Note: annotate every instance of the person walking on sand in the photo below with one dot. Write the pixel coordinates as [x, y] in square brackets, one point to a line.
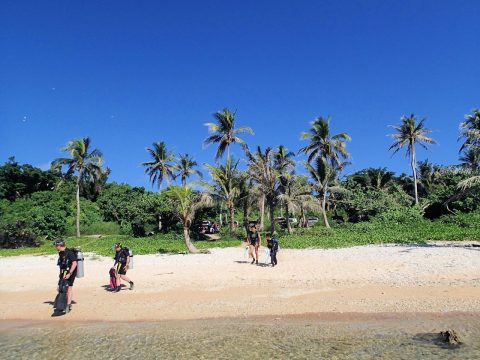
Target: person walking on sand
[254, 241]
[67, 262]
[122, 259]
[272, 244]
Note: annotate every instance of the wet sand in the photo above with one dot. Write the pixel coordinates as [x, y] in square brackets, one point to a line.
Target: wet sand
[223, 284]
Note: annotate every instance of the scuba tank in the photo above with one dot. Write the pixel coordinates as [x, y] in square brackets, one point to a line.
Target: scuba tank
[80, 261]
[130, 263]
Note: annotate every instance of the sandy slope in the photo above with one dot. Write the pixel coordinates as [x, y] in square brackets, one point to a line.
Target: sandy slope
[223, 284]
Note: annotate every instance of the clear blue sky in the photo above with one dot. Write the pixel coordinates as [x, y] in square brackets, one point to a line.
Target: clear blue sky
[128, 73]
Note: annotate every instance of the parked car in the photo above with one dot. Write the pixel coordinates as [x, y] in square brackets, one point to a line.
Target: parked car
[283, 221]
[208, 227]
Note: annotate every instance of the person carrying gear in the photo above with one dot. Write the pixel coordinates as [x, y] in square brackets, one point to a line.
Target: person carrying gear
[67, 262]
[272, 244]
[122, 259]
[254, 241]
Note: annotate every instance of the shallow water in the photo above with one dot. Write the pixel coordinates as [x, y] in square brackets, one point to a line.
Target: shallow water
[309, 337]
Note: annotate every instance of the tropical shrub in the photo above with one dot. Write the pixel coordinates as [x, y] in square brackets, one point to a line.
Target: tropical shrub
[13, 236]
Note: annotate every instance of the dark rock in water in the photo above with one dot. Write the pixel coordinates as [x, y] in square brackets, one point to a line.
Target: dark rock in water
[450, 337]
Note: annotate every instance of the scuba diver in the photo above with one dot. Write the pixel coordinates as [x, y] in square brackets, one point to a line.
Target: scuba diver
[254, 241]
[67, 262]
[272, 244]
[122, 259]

--

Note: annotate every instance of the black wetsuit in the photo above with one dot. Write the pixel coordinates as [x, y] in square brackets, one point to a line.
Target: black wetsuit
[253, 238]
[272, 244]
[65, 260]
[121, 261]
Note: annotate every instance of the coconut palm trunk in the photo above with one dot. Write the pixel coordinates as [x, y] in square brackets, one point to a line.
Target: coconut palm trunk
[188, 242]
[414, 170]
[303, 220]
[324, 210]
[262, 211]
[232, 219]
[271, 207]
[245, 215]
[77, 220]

--

Directions => Tally the lines in the data above that contain the string "tank". Give only the number.

Response to this exercise => 2